About this task ->
Look through the entries for the string "below" and copy every line where it shows up.

Data listing ->
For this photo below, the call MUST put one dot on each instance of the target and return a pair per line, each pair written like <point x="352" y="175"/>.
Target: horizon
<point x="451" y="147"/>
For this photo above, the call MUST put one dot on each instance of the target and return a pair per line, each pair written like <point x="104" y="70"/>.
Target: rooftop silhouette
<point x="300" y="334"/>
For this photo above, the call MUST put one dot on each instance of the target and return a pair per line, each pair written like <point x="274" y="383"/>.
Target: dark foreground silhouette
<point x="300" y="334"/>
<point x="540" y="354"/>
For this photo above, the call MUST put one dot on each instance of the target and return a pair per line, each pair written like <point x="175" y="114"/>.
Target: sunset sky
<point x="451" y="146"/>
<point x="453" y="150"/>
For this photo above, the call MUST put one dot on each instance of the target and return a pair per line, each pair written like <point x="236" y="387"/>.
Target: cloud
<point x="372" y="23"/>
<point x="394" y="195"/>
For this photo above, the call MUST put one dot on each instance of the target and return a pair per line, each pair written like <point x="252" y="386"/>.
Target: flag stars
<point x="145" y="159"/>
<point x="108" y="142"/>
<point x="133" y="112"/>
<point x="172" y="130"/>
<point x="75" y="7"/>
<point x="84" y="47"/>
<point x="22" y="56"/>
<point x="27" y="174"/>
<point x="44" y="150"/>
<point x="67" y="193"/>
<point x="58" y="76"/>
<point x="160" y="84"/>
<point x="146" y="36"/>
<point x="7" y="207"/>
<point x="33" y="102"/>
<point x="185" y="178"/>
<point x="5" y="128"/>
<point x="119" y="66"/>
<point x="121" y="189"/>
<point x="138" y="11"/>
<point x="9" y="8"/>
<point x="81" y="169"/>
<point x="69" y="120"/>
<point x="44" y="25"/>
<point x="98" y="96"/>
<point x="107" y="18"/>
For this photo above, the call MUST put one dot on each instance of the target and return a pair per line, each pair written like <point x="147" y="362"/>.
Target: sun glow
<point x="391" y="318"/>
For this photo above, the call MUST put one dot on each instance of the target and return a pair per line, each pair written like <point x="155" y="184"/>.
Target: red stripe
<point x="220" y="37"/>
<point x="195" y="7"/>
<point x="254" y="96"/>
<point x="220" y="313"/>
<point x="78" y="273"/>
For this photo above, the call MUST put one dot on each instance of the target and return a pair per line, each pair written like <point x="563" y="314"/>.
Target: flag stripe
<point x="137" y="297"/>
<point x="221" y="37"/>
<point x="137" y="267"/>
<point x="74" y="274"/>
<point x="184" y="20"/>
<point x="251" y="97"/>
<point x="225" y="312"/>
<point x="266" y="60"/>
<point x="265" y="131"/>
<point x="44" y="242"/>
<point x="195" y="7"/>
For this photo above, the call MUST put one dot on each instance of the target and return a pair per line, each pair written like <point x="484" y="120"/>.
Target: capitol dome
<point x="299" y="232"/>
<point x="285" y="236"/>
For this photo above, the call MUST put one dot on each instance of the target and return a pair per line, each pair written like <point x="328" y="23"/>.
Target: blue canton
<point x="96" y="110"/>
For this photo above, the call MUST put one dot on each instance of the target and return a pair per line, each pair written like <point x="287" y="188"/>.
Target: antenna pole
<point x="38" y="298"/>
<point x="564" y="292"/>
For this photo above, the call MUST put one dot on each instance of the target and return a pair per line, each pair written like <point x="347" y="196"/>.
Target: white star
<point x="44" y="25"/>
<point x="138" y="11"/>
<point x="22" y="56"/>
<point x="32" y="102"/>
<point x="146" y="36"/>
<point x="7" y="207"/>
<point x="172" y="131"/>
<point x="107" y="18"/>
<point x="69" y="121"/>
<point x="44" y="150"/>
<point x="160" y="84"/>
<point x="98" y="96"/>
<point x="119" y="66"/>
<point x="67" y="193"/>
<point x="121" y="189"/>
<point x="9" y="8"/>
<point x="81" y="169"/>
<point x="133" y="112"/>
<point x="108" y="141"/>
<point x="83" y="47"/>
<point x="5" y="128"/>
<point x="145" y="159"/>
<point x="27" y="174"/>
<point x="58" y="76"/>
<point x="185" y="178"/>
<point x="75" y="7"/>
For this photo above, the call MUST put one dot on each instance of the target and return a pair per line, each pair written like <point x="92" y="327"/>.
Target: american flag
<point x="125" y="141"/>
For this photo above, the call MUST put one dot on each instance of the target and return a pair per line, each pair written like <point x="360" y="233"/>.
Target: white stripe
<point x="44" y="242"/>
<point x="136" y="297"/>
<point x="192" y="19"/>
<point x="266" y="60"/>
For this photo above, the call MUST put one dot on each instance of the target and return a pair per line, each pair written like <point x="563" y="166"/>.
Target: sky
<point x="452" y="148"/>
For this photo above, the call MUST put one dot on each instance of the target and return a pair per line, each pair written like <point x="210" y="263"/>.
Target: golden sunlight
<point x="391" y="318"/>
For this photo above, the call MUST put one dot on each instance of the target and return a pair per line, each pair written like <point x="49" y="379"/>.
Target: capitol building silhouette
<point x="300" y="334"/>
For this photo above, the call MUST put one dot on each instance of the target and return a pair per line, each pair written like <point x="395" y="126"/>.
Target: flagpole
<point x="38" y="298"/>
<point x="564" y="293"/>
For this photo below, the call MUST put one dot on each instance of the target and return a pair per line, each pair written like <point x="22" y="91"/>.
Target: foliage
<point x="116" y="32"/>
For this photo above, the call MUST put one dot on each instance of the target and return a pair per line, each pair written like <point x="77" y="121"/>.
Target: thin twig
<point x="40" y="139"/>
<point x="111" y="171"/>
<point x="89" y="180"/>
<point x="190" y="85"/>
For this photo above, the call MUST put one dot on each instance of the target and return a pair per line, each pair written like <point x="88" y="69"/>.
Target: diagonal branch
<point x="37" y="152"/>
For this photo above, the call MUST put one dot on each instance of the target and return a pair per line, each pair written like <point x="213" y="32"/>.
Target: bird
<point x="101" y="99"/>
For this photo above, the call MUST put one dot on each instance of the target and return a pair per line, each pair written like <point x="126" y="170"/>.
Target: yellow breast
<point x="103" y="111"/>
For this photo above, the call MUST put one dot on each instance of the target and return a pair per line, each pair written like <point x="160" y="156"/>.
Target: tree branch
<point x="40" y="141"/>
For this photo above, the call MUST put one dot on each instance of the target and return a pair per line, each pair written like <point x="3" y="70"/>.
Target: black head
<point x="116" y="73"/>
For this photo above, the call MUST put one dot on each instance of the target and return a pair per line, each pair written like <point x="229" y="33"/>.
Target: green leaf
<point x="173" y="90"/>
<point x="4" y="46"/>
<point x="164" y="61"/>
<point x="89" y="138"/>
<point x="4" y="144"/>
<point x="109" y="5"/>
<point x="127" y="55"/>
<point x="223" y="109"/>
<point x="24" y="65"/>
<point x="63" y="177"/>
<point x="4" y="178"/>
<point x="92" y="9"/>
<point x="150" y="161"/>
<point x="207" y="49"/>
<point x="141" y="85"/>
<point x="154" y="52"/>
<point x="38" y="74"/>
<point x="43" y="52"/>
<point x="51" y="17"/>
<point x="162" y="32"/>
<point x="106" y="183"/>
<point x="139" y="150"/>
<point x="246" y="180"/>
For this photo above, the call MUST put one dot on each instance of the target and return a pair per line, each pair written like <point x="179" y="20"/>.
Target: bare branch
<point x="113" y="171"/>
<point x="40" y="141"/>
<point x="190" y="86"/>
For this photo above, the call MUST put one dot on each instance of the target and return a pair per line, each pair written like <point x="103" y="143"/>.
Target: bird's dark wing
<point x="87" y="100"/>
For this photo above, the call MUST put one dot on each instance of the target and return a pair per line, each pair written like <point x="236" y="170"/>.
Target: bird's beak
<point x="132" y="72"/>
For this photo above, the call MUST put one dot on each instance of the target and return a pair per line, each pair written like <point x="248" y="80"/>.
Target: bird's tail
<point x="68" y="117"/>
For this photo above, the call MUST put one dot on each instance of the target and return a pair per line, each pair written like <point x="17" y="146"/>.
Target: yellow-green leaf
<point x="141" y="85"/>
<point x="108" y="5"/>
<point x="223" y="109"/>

Expected answer ->
For this photo below, the call MUST put one dot on each instance of the target and return a pair per line, each pair written like <point x="352" y="175"/>.
For this photo below, the call MUST put one dot on each instance of the target and return a pair per line, each pair written like <point x="22" y="91"/>.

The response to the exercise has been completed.